JOB ITEM:
Which lines of the entries below contain the word "positive"? Report each of them in full.

RECORDS FOR THE TASK:
+ + + + + + +

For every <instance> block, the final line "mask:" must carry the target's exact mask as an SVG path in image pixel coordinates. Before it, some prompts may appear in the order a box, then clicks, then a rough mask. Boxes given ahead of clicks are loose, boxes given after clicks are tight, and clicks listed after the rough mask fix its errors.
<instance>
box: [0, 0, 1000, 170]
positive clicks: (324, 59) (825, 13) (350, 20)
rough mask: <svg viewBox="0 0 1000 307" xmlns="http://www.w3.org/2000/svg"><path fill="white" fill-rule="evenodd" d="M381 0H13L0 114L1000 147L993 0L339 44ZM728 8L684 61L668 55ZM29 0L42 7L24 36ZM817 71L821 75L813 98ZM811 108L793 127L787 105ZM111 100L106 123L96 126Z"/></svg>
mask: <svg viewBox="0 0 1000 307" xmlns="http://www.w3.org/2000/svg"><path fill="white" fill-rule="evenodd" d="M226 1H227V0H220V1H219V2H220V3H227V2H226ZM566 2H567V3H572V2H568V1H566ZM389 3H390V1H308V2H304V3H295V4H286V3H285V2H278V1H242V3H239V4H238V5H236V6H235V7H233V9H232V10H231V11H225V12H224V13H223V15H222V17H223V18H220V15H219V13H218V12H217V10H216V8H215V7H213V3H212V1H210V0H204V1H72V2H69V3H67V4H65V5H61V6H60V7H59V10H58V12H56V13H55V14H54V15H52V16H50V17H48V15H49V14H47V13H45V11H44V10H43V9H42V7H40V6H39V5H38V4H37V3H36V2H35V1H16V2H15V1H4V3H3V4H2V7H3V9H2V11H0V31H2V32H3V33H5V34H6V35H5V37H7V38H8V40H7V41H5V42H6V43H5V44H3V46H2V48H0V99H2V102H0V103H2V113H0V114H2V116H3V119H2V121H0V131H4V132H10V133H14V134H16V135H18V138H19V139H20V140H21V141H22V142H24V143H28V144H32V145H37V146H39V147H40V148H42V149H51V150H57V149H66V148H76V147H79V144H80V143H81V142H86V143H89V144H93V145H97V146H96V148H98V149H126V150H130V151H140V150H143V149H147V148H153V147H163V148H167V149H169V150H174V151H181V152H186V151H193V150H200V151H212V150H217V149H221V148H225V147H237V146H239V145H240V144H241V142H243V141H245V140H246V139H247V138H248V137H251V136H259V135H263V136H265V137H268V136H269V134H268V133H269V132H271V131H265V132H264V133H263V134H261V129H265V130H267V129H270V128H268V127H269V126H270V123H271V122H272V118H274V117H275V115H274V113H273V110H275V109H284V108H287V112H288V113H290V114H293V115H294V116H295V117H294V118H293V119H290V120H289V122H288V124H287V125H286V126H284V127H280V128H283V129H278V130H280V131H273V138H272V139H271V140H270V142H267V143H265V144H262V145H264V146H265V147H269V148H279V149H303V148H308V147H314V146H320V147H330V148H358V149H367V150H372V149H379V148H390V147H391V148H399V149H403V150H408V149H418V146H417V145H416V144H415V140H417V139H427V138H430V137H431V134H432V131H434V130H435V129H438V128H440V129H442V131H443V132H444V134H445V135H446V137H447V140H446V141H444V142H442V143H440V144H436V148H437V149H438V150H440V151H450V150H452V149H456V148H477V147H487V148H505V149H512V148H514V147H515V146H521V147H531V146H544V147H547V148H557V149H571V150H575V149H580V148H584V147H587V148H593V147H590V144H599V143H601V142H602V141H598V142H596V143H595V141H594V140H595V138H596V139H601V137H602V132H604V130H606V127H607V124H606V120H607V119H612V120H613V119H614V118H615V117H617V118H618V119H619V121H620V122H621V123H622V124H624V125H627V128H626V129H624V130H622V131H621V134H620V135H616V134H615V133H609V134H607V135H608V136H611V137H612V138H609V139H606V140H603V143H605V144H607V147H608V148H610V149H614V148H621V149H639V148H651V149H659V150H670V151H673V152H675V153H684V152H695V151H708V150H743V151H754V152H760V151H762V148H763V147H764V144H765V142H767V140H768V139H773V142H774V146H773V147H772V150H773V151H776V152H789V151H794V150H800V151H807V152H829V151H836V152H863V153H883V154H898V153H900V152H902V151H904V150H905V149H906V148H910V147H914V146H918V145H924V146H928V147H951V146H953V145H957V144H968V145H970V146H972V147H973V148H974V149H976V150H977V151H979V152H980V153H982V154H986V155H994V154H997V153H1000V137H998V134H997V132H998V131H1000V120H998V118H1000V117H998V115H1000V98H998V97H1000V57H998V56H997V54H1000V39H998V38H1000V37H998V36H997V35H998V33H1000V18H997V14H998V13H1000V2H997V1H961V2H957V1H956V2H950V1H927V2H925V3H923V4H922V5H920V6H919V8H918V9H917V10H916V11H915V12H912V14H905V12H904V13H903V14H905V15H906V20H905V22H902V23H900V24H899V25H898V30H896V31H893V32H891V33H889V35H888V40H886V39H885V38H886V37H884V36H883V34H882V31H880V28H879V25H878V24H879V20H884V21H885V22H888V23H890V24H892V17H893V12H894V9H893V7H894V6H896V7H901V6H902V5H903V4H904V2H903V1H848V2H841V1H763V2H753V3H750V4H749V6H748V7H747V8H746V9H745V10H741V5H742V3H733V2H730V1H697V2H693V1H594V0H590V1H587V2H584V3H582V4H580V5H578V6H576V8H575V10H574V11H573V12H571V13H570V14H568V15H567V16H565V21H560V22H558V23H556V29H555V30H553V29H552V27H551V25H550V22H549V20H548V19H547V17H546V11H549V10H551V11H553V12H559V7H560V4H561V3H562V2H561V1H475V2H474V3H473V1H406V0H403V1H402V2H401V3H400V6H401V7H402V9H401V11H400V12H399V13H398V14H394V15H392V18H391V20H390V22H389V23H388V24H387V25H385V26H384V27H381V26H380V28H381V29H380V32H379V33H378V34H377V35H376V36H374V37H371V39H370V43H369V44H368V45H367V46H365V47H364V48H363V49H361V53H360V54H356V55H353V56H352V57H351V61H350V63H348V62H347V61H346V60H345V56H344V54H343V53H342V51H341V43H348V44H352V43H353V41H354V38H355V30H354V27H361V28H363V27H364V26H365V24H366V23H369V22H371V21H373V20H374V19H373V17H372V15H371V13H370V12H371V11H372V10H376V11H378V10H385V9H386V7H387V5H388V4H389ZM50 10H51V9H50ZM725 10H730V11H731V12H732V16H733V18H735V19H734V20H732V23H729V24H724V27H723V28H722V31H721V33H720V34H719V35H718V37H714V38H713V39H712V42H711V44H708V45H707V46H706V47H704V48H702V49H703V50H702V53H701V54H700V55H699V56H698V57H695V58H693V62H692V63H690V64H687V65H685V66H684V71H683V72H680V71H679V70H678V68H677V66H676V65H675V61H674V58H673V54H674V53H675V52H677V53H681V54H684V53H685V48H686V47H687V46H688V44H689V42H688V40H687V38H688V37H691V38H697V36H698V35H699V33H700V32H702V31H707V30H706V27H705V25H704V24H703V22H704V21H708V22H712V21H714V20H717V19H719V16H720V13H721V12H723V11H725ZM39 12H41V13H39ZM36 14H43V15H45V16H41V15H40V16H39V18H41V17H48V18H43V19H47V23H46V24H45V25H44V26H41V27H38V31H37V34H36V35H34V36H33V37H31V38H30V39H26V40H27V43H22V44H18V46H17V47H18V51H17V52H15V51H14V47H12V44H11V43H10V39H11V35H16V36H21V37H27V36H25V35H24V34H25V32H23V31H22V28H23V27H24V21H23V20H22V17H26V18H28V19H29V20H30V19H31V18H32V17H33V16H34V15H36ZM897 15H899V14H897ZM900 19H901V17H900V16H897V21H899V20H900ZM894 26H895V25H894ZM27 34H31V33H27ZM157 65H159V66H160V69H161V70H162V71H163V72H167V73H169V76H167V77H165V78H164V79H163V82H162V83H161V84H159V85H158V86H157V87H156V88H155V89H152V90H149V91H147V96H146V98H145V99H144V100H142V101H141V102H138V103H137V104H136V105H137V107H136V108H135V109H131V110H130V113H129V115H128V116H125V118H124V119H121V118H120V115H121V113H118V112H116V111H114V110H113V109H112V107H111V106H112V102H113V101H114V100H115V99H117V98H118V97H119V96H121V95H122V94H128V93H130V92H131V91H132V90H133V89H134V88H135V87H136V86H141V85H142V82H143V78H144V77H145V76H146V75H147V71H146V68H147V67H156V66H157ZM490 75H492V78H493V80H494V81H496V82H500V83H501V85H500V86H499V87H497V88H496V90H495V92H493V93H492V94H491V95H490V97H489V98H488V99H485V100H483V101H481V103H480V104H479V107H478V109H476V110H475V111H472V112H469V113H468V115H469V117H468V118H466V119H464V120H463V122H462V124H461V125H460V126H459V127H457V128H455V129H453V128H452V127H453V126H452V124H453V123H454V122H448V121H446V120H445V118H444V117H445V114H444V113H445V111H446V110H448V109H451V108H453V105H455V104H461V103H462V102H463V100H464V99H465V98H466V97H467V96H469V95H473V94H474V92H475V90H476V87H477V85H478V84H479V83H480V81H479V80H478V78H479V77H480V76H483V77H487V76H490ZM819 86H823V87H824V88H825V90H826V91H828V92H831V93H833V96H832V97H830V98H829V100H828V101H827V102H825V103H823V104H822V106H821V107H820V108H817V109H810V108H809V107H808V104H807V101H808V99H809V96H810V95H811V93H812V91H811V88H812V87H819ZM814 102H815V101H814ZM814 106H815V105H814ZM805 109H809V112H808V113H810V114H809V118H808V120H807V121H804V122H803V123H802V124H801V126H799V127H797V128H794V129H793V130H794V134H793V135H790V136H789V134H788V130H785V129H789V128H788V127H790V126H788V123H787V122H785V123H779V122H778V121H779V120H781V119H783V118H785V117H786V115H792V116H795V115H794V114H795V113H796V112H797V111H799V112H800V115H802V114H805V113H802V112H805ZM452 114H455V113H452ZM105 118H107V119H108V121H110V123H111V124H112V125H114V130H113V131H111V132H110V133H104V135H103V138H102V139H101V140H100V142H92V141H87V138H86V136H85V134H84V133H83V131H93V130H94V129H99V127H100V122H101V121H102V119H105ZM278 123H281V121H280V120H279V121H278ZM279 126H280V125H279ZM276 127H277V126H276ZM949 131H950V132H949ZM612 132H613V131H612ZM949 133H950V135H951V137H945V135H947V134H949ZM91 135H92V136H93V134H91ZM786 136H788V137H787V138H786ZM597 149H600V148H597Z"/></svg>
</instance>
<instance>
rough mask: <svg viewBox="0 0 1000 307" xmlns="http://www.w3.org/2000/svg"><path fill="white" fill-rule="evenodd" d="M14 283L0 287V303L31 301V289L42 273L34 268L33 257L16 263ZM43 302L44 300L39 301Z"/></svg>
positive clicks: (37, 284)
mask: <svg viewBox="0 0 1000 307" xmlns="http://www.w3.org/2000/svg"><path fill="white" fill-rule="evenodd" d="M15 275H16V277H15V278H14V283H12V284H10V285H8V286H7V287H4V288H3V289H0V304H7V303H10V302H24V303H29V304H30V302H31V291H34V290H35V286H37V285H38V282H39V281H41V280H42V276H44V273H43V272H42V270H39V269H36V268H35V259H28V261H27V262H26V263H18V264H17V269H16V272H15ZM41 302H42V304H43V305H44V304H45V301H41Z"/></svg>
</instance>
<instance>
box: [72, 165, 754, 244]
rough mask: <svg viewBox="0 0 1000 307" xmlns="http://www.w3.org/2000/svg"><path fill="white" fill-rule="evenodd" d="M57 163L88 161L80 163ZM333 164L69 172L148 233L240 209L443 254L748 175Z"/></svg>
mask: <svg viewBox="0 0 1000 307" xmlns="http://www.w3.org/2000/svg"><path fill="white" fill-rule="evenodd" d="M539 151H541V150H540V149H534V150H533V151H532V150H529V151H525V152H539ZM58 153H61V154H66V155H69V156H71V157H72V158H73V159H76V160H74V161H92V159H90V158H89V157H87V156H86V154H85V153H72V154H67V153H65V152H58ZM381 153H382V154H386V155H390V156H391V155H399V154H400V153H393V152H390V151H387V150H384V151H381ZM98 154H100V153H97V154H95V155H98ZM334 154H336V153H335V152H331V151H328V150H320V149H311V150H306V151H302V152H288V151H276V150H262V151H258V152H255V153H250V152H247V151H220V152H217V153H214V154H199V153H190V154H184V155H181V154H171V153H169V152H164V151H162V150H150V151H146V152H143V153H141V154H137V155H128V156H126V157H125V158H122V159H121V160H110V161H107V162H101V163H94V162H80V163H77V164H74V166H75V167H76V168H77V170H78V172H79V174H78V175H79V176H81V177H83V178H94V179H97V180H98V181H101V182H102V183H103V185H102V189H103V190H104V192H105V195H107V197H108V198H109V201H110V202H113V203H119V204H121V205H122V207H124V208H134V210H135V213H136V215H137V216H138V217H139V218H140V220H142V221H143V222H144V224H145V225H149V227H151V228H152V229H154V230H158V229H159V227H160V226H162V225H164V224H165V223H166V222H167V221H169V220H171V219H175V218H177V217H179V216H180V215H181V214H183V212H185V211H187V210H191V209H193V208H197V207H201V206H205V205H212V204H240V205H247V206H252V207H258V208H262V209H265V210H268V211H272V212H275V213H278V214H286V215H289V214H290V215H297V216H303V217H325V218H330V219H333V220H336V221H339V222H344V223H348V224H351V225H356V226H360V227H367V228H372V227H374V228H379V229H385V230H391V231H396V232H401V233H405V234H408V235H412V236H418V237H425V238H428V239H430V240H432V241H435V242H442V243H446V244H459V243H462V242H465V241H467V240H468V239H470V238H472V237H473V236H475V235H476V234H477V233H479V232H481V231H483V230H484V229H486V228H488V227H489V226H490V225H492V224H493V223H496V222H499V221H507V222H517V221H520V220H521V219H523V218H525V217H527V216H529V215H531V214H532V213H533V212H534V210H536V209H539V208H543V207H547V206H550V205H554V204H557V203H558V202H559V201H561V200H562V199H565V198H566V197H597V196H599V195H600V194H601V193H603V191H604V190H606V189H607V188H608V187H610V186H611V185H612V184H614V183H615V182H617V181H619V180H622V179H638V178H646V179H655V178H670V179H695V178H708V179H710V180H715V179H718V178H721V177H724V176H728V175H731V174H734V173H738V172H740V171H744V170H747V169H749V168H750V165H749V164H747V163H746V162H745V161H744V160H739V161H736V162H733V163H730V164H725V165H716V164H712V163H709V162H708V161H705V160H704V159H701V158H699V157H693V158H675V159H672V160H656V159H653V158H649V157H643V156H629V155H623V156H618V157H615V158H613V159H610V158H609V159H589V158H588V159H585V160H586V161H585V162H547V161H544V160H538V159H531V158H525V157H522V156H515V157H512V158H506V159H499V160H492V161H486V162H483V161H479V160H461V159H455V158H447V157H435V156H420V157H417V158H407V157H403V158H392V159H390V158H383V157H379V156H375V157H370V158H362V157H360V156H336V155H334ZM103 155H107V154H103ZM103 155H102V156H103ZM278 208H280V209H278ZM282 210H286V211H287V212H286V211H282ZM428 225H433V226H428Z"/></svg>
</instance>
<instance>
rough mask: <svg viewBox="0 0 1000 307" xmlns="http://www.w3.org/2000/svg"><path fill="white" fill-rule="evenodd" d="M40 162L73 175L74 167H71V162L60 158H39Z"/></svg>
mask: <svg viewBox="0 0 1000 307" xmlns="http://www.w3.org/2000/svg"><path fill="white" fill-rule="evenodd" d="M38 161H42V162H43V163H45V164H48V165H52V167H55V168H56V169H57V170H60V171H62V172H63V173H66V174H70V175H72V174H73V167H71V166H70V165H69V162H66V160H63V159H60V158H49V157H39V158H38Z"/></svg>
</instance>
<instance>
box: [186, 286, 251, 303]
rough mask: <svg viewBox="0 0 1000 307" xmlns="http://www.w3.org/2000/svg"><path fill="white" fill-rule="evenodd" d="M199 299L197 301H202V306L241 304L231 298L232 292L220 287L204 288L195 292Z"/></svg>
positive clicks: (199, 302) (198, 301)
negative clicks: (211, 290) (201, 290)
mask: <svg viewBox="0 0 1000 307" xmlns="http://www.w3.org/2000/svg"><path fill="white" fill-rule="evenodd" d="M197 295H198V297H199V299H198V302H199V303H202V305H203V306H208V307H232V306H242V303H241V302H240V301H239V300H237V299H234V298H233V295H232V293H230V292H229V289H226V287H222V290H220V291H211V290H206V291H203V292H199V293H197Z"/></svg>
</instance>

+ + + + + + +

RESPONSE BOX:
positive clicks: (324, 59) (825, 13) (350, 20)
positive clicks: (37, 284)
positive clicks: (199, 302) (198, 301)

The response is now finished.